**EXERCISE INSTRUCTIONS:**
For the copy, please give all of the data again exactly and leave the pictures out.

**RECORDS:**
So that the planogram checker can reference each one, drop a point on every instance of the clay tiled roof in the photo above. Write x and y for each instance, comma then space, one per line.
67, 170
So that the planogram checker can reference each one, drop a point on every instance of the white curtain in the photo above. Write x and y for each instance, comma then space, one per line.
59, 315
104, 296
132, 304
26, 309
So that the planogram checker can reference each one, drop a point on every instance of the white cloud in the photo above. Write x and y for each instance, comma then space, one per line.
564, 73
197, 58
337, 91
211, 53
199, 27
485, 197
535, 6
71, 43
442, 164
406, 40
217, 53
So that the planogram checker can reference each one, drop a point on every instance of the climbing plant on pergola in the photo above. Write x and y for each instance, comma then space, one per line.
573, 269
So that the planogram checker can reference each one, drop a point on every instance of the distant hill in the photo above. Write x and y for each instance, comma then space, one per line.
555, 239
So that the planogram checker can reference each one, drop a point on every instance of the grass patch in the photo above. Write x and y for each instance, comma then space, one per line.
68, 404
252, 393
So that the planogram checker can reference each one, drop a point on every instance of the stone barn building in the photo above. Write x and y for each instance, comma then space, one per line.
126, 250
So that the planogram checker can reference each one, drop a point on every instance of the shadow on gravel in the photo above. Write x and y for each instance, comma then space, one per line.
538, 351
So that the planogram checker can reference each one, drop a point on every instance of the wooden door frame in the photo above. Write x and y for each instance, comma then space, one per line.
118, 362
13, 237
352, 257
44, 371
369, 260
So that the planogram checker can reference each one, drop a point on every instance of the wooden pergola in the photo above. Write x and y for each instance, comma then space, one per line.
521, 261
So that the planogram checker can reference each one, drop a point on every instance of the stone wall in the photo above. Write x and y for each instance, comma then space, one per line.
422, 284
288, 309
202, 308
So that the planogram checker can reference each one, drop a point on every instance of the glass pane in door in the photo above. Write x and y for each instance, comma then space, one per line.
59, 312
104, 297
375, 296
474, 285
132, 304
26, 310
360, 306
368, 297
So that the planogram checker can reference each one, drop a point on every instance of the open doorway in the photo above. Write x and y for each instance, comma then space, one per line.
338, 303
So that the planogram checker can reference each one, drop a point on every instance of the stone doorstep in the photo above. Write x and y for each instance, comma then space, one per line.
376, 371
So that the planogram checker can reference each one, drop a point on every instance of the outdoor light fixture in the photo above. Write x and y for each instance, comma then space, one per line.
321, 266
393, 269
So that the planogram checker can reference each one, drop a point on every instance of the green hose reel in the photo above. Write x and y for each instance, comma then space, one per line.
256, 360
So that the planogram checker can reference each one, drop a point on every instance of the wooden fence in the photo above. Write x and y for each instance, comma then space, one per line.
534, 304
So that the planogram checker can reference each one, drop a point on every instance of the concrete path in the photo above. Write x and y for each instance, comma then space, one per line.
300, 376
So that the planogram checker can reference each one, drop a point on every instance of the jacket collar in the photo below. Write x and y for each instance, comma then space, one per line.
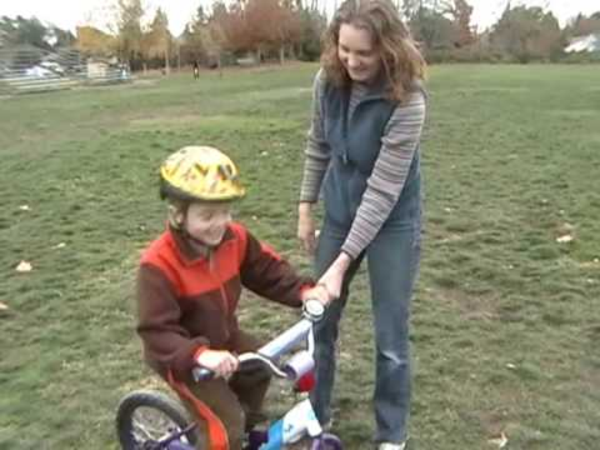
192, 253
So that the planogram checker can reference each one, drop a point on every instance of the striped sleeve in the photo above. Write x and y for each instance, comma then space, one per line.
317, 152
400, 139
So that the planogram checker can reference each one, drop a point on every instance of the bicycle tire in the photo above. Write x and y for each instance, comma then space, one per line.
327, 442
151, 400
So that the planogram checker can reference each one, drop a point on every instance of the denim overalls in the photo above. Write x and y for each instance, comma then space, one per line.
392, 257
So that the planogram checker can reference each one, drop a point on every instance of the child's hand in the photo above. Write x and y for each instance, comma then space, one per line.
221, 362
318, 292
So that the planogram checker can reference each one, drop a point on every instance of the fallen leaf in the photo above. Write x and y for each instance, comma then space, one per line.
564, 239
499, 441
24, 266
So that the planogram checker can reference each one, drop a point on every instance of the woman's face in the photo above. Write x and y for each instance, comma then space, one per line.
357, 53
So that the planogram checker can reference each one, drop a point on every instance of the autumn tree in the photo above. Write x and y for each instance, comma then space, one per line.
528, 33
129, 14
92, 41
582, 25
157, 41
461, 12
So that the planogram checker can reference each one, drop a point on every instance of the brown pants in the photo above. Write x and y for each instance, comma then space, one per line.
237, 402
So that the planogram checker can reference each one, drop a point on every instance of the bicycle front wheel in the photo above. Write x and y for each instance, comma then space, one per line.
327, 442
145, 418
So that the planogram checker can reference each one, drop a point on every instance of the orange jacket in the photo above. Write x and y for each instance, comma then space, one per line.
187, 302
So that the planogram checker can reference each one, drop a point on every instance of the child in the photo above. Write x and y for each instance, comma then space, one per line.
189, 284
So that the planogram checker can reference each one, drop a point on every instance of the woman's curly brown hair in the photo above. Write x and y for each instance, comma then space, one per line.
402, 62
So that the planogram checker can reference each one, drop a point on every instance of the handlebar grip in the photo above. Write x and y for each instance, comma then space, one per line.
202, 374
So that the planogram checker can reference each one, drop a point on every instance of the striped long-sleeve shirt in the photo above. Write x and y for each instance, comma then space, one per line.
398, 144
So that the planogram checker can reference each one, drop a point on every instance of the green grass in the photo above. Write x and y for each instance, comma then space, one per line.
505, 321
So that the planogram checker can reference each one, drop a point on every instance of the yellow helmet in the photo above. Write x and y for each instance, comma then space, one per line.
197, 173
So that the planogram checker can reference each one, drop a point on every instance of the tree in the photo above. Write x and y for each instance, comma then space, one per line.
461, 12
312, 26
433, 29
129, 14
527, 33
582, 25
157, 41
91, 41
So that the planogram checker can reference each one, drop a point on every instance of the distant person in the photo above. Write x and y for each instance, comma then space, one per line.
363, 155
189, 284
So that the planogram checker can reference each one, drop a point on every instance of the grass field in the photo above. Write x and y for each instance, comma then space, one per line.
506, 321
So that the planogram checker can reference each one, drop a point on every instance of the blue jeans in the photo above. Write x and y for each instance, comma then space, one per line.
393, 263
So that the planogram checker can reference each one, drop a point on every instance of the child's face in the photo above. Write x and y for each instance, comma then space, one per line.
207, 222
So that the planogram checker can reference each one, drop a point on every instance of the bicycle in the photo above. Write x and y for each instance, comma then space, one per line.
150, 420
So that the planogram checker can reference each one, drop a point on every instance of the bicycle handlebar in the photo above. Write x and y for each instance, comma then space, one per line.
282, 344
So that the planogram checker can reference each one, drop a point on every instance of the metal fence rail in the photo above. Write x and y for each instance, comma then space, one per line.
28, 69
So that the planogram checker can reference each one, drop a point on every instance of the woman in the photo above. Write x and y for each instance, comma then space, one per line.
363, 156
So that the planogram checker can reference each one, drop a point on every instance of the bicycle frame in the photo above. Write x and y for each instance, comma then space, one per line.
300, 420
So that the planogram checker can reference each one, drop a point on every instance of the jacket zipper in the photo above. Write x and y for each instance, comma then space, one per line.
215, 275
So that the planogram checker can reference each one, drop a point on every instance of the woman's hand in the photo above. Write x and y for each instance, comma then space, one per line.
306, 227
318, 292
221, 362
333, 277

**WRITTEN RESPONSE:**
So that the planogram checker can reference each one, drop a point on every instance of the clay tiled roof in the photo above. Write x and y for each instance, comma then space, one per line.
67, 170
So that the planogram checker can reference each one, drop a point on every instance of the white curtain in the photo above. Write x and y for each instance, comma then space, one per line.
59, 315
104, 296
132, 304
26, 309
So that the planogram checker can reference each one, drop a point on every instance of the white cloud in the photo above. Write x and y for each instance, comma then space, one per line.
564, 73
197, 58
337, 91
211, 53
199, 27
485, 197
535, 6
71, 43
442, 164
406, 40
217, 53
So that the planogram checker can reference each one, drop a point on every instance of the climbing plant on pergola in the photo above. Write x and y for each instance, comma then space, one per line.
573, 269
So that the planogram checker can reference each one, drop a point on every instance of the distant hill in the photo above. Write x and y for each instance, comma then space, one per line.
555, 239
So that the planogram checker can reference each one, drop a point on every instance of the grass patch in the photo above. Write x and y for each instance, comma then space, one per line.
68, 404
252, 393
So that the planogram checker can reference each one, drop a point on every instance of the stone barn building in the photo above. Write x and y for each instance, comma then space, one per line.
126, 250
So that the planogram checker can reference each one, drop a point on every instance of the shadow on gravel in the photo above. Write x and y for each instance, comma then space, one per line.
538, 351
So that the planogram checker can reference each one, drop a point on every instance of the wooden door frame in the photo above. Write x and y for each instance, comma then space, one per line.
118, 362
13, 237
352, 257
44, 371
369, 260
So that the planogram checker can reference each one, drop a point on every instance of the wooden pergola in the photo above. Write x and y for each instance, comma then space, one per line.
521, 261
So that the planogram checker can reference each one, drop a point on every instance of the stone wall in the photo above. Write x and y for each instance, comma then space, one per line.
422, 284
288, 309
202, 308
So that the planogram checker can reference each one, drop a point on every instance of the glass pane in door in the photo above. Write x and y for each instance, comma then space, one per line.
59, 312
104, 297
375, 296
474, 285
132, 304
26, 310
360, 306
368, 297
So that the planogram checker can reference each one, drop a point on every instance of the open doorway in the photo above. Write x and y for each instance, comma then space, one per line.
338, 303
So that the planogram checker can reference each one, drop a point on every instance of the stone doorstep in the photo above. Write x and y for each instance, comma then space, one per line.
376, 371
So that the planogram checker can reference each one, drop a point on every instance of the outdoor light fixture in the photo above. Write x and y for each instance, comma then space, one per line.
321, 266
393, 269
So that the planogram checker can reference each one, drop a point on every instance of the green hose reel in the photo above. Write x and y for each instance, comma then space, one per line.
256, 360
So that the planogram checker can reference each one, drop a point on every instance of the wooden fence in the photo above. Write x and y for each instance, comma then space, one per line.
534, 304
So that the planogram checker can reference each one, drop a point on every instance of the concrete path in the photo above. Write x and y for each instance, comma then space, one per line.
300, 376
So that the planogram checker can reference each one, drop a point on every instance of the jacket collar in the photo below. Write x and y for each instance, comma then space, one per line.
192, 253
So that the planogram checker can reference each one, drop a point on every instance of the striped sleeve in the photo above. Write x and y for each instance, comma then space, one per line.
317, 152
400, 139
So that the planogram checker can reference each one, drop a point on every instance of the bicycle tire in the photo above. Write x and y for each instance, comma then space, one per line.
327, 442
151, 400
So that the planogram checker can reference each one, drop a point on every instance of the denim overalls in the photo above. Write x and y for each instance, comma then space, one per line.
392, 257
So that the planogram checker can reference each one, drop a point on every instance of the child's hand in the photo above. Write x and y for each instance, comma then space, one per line.
221, 362
318, 292
So that the planogram checker can reference each one, drop a point on every instance of the fallen leaf in the photo above. Write x and y for each instance, comma then space, one per line.
564, 239
499, 441
24, 266
So that the planogram checker can reference each one, drop a point on every instance of the woman's face in the photo above. Write x and y for each instance, comma then space, one per line.
357, 53
So that the planogram checker can reference each one, drop a point on every instance of the autumn tree in the photo above. Write x and y for each instance, comma then space, one per line.
528, 33
129, 14
92, 41
582, 25
157, 41
461, 12
So that the planogram checker can reference each one, drop a point on every instance of the brown pants in the photo above. Write x and y for each instance, comma then space, one per line.
237, 402
So that the planogram checker can reference each one, drop a point on every instance of the bicycle front wheel in the photo above. Write x and y for each instance, comma then space, one per line.
327, 442
145, 418
So that the planogram checker can reference each one, drop a point on every instance of the orange jacket in the photo above. Write x and y for each instance, comma then space, one per line.
187, 302
So that the planogram checker can reference each one, drop a point on every instance of the child in the photo above. Write x and y for each instance, comma then space, one per line.
189, 284
So that the planogram checker can reference each one, drop a point on every instance of the woman's curly brown hair in the photo above. Write x and y for each instance, comma then space, one per line.
402, 62
So that the planogram checker can reference each one, drop a point on every instance of the handlebar grip in the photo above. Write x and y for each instance, comma then space, one per line.
202, 374
So that the planogram checker can reference each one, drop a point on every instance of the striped long-sleeve shirt in the photo above. Write x and y for each instance, comma then space, one per line.
398, 144
So that the planogram checker can reference each one, drop a point on every instance of the green grass in the photo above. Write x and y for each instance, comma then space, one per line.
505, 321
So that the planogram checker can reference each one, drop a point on every instance of the yellow helmet in the photo above. Write x and y for each instance, comma then space, one per line.
197, 173
So that the planogram checker can reference each one, drop a point on every instance of the tree in the photo above. Write x and y for each instance, comma then space, one per line.
461, 12
312, 26
433, 29
129, 14
527, 33
582, 25
157, 41
91, 41
So that the planogram checker can reference each one, drop a point on every instance of the distant person in the photo above. Write x and y for each instance, comma then space, one per line.
363, 155
189, 284
So that the planogram checker can reference each one, drop a point on every instance of the grass field in the photo above. Write x and y for each instance, comma then space, one per line.
506, 321
So that the planogram checker can reference each one, drop a point on every instance of the blue jeans in the photo above. Write x and y for each instance, comma then space, one per line.
393, 263
So that the planogram checker can reference each one, drop a point on every instance of the child's face in the photo above. Write x and y for each instance, comma then space, one per line.
207, 222
So that the planogram checker can reference each one, drop a point on every instance of the bicycle in the photo above. Write x and y for each instance, comma then space, one per line.
150, 420
So that the planogram checker can reference each one, drop a point on every instance of the bicycle handlebar in the photo above. Write x and y for each instance, comma then space, one per line.
282, 344
So that the planogram checker can reference each one, drop a point on every instance of the metal fence rail in the photo above. Write x and y for each instance, comma then space, one per line.
28, 69
So that the planogram checker can reference each one, drop a point on every instance of the woman in the photo above. Write x and y for each instance, comma then space, one per line.
363, 156
So that the planogram checker can reference each one, drop a point on every instance of the bicycle frame in the photo above. Write x and y for each instance, comma then space, one per line.
300, 420
So that the planogram checker can reference each one, drop a point on every instance of the jacket zipper in the photo above. Write x and y for each instance, comma then space, one per line.
215, 275
So that the planogram checker can reference each one, drop a point on every instance of the woman's hand in the photo above. Write x and y for each instance, comma then space, one per line.
306, 227
318, 292
221, 362
333, 277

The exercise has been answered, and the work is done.